EXERCISE REQUIREMENTS ::
Set down, word for word, everything from "In this age of email, texts" down to "Wallace, and others." in the passage on authors' letters below.

** Start QUOTED TEXT **

In this age of email, texts and Twitter, are authors still writing letters? Megan Barnard of the Ransom Center looks to the correspondence of Russell Banks for answers. Plus, rare emails and letters by Banks, Denis Johnson, Norman Mailer, David Foster Wallace, and others.
In this age of email, text messages and social media, are authors still writing letters?
The correspondence of Russell Banks and his brother, Stephen, beautifully illustrates the transition of letter writing in the digital age. In more than 45 years, the Banks brothers exchanged hundreds of missives. (The tranche was recently acquired by the Harry Ransom Center, where I work.) The letters of the two-time Pulitzer Prize finalist (for his novels Continental Drift and Cloudsplitter) are thoughtful, intimate, and voluminous. Topics addressed range broadly, from his early struggles as a writer and his establishment of the literary journal Lillabulero, to his travels, hobbies, and, of course, his novels.
Many of these are handwritten in Banks’s neat and steady script, or they are lengthy, typewritten notes. Yet more than two-thirds of this correspondence is in the form of email. Between 1964 and 1995, Banks sent 108 letters and postcards to his brother. Yet from 1995 to 2011—in roughly half the amount of time—he sent his brother more than 225 emails. In a 1994 letter, Banks wrote of email: “I just started using it and find it a fast and easy way to stay in touch with lots of people I’d otherwise write to only once in a while.”

** End QUOTED TEXT **
** Start RAW RECORDS **

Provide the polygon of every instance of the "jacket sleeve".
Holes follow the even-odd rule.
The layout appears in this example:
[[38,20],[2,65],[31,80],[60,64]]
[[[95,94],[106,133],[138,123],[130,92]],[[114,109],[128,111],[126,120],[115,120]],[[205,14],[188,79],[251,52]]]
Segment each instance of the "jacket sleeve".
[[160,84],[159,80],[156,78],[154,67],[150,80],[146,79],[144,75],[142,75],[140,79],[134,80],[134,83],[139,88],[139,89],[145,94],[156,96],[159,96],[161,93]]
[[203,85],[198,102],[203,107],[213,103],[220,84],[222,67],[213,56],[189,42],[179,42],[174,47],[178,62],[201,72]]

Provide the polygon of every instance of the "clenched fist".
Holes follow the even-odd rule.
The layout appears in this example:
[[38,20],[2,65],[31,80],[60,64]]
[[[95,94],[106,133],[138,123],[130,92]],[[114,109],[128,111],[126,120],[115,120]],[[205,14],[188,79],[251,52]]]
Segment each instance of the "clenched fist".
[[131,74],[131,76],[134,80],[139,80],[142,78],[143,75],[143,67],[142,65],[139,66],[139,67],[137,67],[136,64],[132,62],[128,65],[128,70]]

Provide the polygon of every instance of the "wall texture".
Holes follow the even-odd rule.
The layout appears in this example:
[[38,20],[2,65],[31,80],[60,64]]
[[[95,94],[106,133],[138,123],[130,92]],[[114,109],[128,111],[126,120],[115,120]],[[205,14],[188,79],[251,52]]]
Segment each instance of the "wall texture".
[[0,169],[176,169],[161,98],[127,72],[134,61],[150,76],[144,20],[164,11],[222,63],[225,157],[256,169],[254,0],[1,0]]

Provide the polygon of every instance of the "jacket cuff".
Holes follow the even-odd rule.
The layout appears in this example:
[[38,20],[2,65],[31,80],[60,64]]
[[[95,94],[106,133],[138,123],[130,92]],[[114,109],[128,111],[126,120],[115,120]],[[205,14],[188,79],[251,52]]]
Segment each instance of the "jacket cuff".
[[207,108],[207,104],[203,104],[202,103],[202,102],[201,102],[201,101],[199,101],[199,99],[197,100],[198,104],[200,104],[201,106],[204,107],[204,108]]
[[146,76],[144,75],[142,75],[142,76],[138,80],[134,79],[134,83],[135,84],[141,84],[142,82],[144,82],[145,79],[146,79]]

** End RAW RECORDS **

TASK OUTPUT ::
In this age of email, texts and Twitter, are authors still writing letters? Megan Barnard of the Ransom Center looks to the correspondence of Russell Banks for answers. Plus, rare emails and letters by Banks, Denis Johnson, Norman Mailer, David Foster Wallace, and others.